### Work task
Retype the line containing "y=48, one point per instance." and each later line through the end of the listing, exactly as written, with no other lines.
[Opening Record set section]
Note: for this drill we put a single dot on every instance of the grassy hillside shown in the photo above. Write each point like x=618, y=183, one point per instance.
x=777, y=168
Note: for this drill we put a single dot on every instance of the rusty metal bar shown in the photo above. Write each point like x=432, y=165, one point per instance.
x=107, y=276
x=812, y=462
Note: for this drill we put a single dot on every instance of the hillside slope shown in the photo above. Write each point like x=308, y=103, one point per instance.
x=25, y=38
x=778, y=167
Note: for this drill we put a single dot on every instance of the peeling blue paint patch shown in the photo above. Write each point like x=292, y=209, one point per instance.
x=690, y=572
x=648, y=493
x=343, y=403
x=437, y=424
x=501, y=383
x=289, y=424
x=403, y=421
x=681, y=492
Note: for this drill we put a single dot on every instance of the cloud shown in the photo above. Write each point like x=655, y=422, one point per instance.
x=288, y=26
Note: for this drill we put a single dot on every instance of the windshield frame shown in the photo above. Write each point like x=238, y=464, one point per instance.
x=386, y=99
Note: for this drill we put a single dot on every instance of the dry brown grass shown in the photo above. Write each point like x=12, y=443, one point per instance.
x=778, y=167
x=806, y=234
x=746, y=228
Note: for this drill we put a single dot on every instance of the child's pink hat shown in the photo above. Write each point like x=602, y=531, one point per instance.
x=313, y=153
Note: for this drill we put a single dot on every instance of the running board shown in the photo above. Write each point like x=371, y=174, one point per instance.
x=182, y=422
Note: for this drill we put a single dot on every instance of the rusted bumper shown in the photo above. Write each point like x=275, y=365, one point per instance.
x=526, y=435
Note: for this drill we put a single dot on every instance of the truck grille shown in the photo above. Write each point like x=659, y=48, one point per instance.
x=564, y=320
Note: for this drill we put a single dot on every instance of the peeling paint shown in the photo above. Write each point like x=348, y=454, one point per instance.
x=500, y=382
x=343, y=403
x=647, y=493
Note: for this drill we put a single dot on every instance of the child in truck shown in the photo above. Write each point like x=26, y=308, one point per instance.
[Closing Record set section]
### Task answer
Note: for this drill we put a single dot on every instance of the truck grille shown in the photo above. Write each point like x=659, y=48, one point per instance.
x=564, y=320
Note: for this drill we put a single dot on every instance of the peeling paint shown in the photo above. Write each point like x=348, y=454, one point per instance.
x=500, y=382
x=343, y=403
x=647, y=493
Note: for this drill we put a single dot on every instance of the child in truck shown in the photo above. Write each point like x=26, y=308, one point per instance.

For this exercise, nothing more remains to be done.